> _TAREFA SOLICITADA_
Reproduza os dados abaixo substituindo "marker" por "pin" em todas as ocorrências, sem mudar mais nada. Deixe as imagens de fora da resposta.

====================

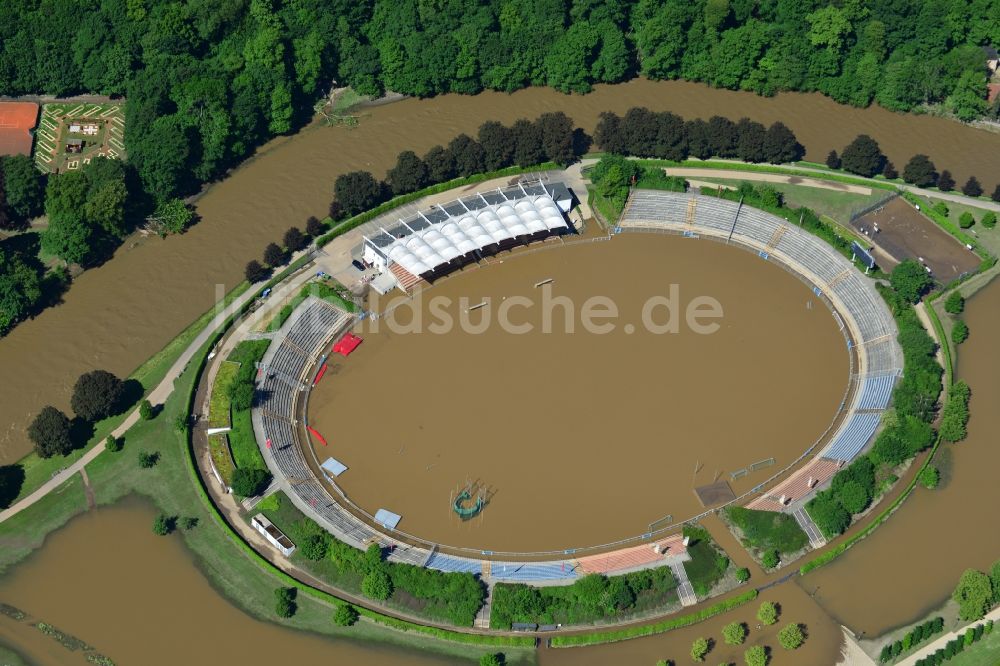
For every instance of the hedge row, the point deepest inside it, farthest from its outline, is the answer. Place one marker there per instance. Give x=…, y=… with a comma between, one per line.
x=841, y=548
x=956, y=645
x=613, y=636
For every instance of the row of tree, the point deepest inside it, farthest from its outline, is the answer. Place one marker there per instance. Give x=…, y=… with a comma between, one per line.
x=665, y=135
x=906, y=428
x=207, y=81
x=864, y=157
x=549, y=138
x=97, y=395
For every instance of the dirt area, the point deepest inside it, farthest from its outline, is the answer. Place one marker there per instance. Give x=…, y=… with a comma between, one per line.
x=905, y=233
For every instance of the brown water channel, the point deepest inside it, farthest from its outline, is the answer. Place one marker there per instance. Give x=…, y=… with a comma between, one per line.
x=581, y=437
x=116, y=316
x=913, y=561
x=139, y=599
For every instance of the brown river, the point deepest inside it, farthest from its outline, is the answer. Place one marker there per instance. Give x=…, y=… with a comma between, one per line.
x=550, y=415
x=116, y=316
x=143, y=601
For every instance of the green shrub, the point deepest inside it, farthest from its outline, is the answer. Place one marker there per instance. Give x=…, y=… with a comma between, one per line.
x=768, y=612
x=955, y=414
x=285, y=605
x=955, y=303
x=114, y=444
x=249, y=482
x=929, y=477
x=791, y=637
x=959, y=332
x=828, y=513
x=699, y=648
x=614, y=635
x=768, y=529
x=377, y=585
x=755, y=656
x=345, y=615
x=164, y=525
x=734, y=633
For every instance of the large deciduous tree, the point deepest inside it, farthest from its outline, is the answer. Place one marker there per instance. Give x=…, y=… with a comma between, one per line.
x=50, y=433
x=863, y=156
x=96, y=395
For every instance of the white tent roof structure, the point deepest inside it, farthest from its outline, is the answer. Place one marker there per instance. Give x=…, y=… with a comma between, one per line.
x=424, y=244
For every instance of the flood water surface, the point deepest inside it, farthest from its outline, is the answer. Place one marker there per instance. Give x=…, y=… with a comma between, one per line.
x=116, y=316
x=580, y=437
x=139, y=599
x=912, y=562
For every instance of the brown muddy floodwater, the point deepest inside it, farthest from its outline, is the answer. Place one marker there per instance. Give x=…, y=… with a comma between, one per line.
x=582, y=438
x=141, y=600
x=913, y=561
x=138, y=598
x=116, y=316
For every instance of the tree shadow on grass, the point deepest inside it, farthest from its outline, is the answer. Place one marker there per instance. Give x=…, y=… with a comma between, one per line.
x=132, y=391
x=81, y=431
x=11, y=480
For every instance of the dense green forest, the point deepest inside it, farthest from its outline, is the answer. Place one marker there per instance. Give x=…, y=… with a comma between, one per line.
x=208, y=80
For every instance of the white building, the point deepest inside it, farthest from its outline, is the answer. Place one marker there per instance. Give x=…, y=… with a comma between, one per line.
x=438, y=241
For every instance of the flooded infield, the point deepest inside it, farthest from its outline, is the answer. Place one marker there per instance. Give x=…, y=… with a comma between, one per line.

====================

> _SOLUÇÃO ESCRITA_
For every instance of the hedge row, the point deepest inside it, farthest from its outline, is the answer. Place one pin there per instance. Give x=…, y=… with a comma between, one per line.
x=841, y=548
x=956, y=645
x=613, y=636
For every instance of the row of tree, the point deepest inside it, farthest from its outline, is the answer. Place one pin there per instance. Give x=…, y=… with a comma between, one per line.
x=665, y=135
x=906, y=428
x=207, y=81
x=864, y=157
x=549, y=138
x=97, y=395
For every instance of the dirt area, the point deepest inside it, farthest from its outline, is the answer. Place one pin there per instance. Give x=…, y=… with a comma between, one per line.
x=905, y=233
For every instance of the brown water channel, the point deepest inside it, farthest from its outline, is the answer. Place one pin there per instance. Give x=…, y=… with a comma between, one per line.
x=581, y=437
x=116, y=316
x=913, y=561
x=139, y=599
For every instance of the brown river, the point deepest inside it, farthest from its outline, is the answer. Place one pin there per instance. Give x=…, y=… with a comma between, one per line.
x=550, y=415
x=116, y=316
x=143, y=601
For every instance of the green shrub, the point deepest inside it, farthest from its outline, is the answer. Place one pin there per instance. Give x=…, y=… with a comma between, one per line.
x=768, y=612
x=955, y=414
x=285, y=605
x=955, y=303
x=114, y=444
x=249, y=482
x=929, y=477
x=791, y=637
x=959, y=332
x=828, y=513
x=699, y=648
x=614, y=635
x=768, y=529
x=377, y=585
x=755, y=656
x=345, y=615
x=164, y=525
x=734, y=633
For every instance of the large deciduous tree, the point deepest inside it, farthest from its outline, is the answer. Place one pin there per instance. Give x=…, y=… with a comma between, one per line.
x=50, y=433
x=863, y=156
x=96, y=395
For every instance of the white tent roof structure, the point deepest inside it, farthest from its outline, is the answer. Place one pin there per instance. Give x=…, y=… with a comma between, one per line.
x=424, y=244
For every instance of the flood water surface, the point deepest inside it, farthest from its outline, is the answer. Place one pin there per instance. Give x=…, y=… with a comma between, one per line.
x=116, y=316
x=580, y=437
x=139, y=599
x=912, y=562
For every instance of the brown muddy floodwater, the point deepest inside it, farthest from its outline, is the answer. Place one pin there per instance. Give x=…, y=… with a comma between, one per line.
x=582, y=438
x=141, y=600
x=913, y=561
x=138, y=598
x=116, y=316
For every instance of the tree shadow on grass, the point deepest inside it, farthest from its outline, is the answer. Place one pin there per instance. Give x=…, y=… with a comma between, one per line.
x=132, y=391
x=81, y=431
x=11, y=480
For every instance of the dense green forest, the point deepest inside it, farthest from its outline, is the answer. Place one pin there per instance. Give x=…, y=… with a comma between, one per line.
x=208, y=80
For every instance of the white building, the point deepest inside it, farthest from its outline, is the answer. Place one pin there per instance. Give x=…, y=… with a comma between, one per line.
x=438, y=241
For every instance of the flooded infield, the point deepest inside it, farthest from its outline, is the answer. Place one pin there per instance. Give x=…, y=… with a comma between, one per line.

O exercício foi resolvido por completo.